> [TASK TO COMPLETE]
Revise every one of the entries below by replacing "Put a point on" with "Mark" wherever it occurs. Leave all other wording unchanged.

> [EXTRACTED RECORDS]
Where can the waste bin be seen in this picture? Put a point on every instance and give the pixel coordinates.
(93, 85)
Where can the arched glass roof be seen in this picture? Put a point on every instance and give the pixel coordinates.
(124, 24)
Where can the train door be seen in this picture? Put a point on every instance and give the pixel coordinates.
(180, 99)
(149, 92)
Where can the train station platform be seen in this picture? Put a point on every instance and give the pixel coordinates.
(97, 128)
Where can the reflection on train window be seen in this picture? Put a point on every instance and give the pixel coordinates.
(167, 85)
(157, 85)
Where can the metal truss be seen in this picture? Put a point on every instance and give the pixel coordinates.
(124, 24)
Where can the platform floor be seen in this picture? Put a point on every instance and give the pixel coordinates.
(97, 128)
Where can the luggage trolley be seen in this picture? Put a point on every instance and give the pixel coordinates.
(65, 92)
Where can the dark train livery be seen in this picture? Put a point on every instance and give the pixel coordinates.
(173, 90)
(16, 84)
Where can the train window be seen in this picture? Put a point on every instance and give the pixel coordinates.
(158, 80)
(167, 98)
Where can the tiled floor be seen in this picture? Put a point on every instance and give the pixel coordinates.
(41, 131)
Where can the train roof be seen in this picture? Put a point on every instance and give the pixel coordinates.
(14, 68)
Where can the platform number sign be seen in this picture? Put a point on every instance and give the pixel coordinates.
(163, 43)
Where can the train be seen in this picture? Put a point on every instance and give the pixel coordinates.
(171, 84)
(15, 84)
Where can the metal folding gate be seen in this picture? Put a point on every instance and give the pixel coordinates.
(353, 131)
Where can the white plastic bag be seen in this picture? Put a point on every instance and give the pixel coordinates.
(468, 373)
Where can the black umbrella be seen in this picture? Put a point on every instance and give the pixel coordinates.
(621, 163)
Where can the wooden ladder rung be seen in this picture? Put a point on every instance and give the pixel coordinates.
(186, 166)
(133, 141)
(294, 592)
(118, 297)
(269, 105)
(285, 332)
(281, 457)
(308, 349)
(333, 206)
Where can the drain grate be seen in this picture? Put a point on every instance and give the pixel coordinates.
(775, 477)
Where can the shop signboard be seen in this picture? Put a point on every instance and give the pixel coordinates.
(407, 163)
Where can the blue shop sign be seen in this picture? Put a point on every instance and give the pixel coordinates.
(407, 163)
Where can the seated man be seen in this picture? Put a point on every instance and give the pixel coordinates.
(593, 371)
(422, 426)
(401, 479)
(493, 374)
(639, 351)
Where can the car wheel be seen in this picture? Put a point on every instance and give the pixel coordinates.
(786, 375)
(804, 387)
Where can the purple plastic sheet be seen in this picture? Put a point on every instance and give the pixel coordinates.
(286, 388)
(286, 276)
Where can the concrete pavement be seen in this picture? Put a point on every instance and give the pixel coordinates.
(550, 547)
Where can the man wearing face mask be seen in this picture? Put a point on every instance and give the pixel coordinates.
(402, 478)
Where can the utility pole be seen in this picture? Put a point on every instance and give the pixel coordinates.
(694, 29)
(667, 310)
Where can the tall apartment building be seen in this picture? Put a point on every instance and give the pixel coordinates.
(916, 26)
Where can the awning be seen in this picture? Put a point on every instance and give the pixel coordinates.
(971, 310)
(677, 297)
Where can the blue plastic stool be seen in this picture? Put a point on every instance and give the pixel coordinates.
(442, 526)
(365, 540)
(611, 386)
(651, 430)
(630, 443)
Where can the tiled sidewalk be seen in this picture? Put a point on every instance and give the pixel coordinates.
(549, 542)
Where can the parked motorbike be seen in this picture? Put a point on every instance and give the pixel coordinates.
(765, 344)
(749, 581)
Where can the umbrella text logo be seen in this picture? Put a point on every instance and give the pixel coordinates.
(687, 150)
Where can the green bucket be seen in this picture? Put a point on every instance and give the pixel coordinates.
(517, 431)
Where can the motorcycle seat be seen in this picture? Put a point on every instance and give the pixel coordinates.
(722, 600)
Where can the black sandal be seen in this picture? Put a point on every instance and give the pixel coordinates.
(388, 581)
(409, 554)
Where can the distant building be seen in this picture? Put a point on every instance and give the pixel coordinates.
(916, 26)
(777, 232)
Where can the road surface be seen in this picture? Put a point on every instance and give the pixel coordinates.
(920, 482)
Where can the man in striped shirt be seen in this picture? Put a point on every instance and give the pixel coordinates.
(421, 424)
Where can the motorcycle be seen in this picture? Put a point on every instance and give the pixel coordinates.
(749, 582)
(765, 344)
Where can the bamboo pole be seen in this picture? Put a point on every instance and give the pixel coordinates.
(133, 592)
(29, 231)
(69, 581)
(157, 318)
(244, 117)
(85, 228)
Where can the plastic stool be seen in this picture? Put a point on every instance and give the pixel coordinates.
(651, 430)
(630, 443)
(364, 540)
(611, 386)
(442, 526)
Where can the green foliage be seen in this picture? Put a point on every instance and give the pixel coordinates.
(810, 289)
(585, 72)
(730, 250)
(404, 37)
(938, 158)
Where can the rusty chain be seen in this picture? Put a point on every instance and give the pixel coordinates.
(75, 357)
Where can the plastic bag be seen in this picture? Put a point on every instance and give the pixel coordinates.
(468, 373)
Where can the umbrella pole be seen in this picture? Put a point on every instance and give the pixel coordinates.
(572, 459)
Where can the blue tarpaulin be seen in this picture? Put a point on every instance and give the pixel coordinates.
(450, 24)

> [OUTPUT]
Where can the waste bin be seen in this picture? Mark every instance and give the pixel coordinates.
(93, 85)
Where can the arched glass roof be seen in this picture? Mark every instance and give the pixel coordinates.
(124, 24)
Where can the train door be seen in this picture? Mark every instance and give the pixel coordinates.
(180, 99)
(149, 92)
Where can the train station platform be seen in this picture? Mark every instance and give the pixel coordinates.
(97, 128)
Where can the reflection on train window be seen in this picture? Mark every instance and give the pixel coordinates.
(167, 85)
(157, 85)
Where can the metal truss be seen in this picture? Mark every instance and give the pixel coordinates.
(124, 24)
Where can the platform floor be seen in this picture? Mark every instance and give the pixel coordinates.
(97, 128)
Where can the luggage trolley be seen in this picture? Mark every instance and give the pixel coordinates.
(65, 92)
Where can the dark train livery be seen in this picture? Mark every instance and give the pixel coordinates.
(173, 90)
(16, 84)
Where can the train window be seen in this picture? Mark every instance and give the pixel coordinates.
(158, 80)
(167, 98)
Where can the tiled floor be seen in this picture? Mark every instance and give the pixel coordinates.
(41, 131)
Where can the train roof be seen in this picture? Mark every instance and give the pixel coordinates.
(14, 68)
Where can the platform number sign be seen in this picture? Mark every instance and give the pixel coordinates.
(163, 43)
Where can the train be seen in this picture? Mark every instance and give the pixel coordinates.
(171, 84)
(15, 84)
Where can the metal folding gate be seen in this picture? Mark every instance and give the pixel coordinates.
(353, 131)
Where can the white plastic bag be seen in this picture? Mark every instance and give the pixel coordinates.
(468, 373)
Where can the black umbrella be seen in this picture? Mark every instance and give the pixel coordinates.
(621, 163)
Where can the wooden ladder rung be seen in this picture? Mark every instance and give the pixel coordinates.
(186, 166)
(133, 141)
(294, 592)
(118, 297)
(269, 105)
(285, 332)
(281, 457)
(308, 349)
(333, 206)
Where can the drain grate be seen in this picture? Mark every instance and give the pixel coordinates.
(775, 477)
Where can the shop signboard be seen in this picture? Mark every instance and give the pixel coordinates.
(407, 163)
Where can the blue shop sign be seen in this picture? Mark every instance and give the pixel coordinates.
(407, 163)
Where can the seated man be seen in this picture? Mark every instance and give the pixel coordinates.
(593, 371)
(422, 426)
(401, 479)
(493, 374)
(639, 351)
Where can the car wheel be seen in this picture? Mark every instance and give the pixel coordinates.
(786, 375)
(804, 387)
Where can the purple plastic sheet be seen in this picture? Mark every instance and give the pixel coordinates.
(286, 388)
(286, 276)
Where can the concrete pavement be seen in this picture? Mark every instance and give the pixel coordinates.
(550, 547)
Where can the man wearing face mask be seen in this picture? Mark every instance and give the pixel coordinates.
(402, 478)
Where can the utility pole be seen in this picture? Mark every instance and give the pixel coordinates.
(694, 29)
(667, 310)
Where can the tall apartment building be seen in this picture? Mark every instance and give the pixel coordinates.
(916, 26)
Where can the awning be seen in this picture? Mark every instance and give the pixel coordinates.
(971, 310)
(677, 297)
Where can the blue plastic stool be seen in this picture? Mark every instance and give the pixel coordinates.
(442, 526)
(365, 540)
(611, 386)
(651, 430)
(630, 443)
Where can the tiled sidewalk be seen in this picture? Mark every instance and give the pixel coordinates.
(549, 542)
Where can the parked motorbike be seen in this picture? Mark every instance and give the pixel coordinates.
(765, 344)
(749, 581)
Where can the umbrella text logo be seen in this picture? Mark every instance and give the pixel coordinates.
(687, 150)
Where can the green bucket be seen in this picture? Mark every instance and give the pixel coordinates.
(517, 431)
Where can the motorcycle seat be seen in this picture? Mark every instance and give the pixel coordinates.
(722, 600)
Where can the black sandal be seen in this picture? Mark every instance and give the pixel coordinates.
(388, 581)
(409, 554)
Where can the distant building be seen in this picture? Mark every instance and give the pixel coordinates.
(916, 26)
(777, 232)
Where can the road surface be seen in this picture? Mark every instance and give the pixel coordinates.
(920, 482)
Where can the man in striped shirt be seen in this picture? Mark every instance and give the pixel coordinates.
(421, 424)
Where can the motorcycle be seen in this picture? Mark every instance and give the pixel coordinates.
(749, 582)
(765, 344)
Where can the bamboo pole be seen in this picture? Mark every instance and give the pixel coordinates.
(133, 592)
(29, 231)
(69, 581)
(157, 318)
(244, 117)
(85, 228)
Where can the plastic stool be seen in this picture? Mark every instance and give the pixel coordinates.
(651, 430)
(630, 443)
(364, 540)
(611, 386)
(442, 526)
Where can the green foliage be seen in this picture? Mark every instance and give the pixel coordinates.
(810, 289)
(585, 72)
(730, 250)
(404, 37)
(938, 158)
Where can the rusty chain be seen in this picture? Mark every instance and give the pixel coordinates.
(75, 357)
Where can the plastic bag be seen in this picture? Mark every instance and give the pixel coordinates.
(468, 373)
Where can the umbrella pole be seen in this picture? Mark every instance and give the pixel coordinates.
(572, 459)
Where can the blue tarpaulin be seen in this picture? Mark every instance and give the pixel coordinates.
(450, 24)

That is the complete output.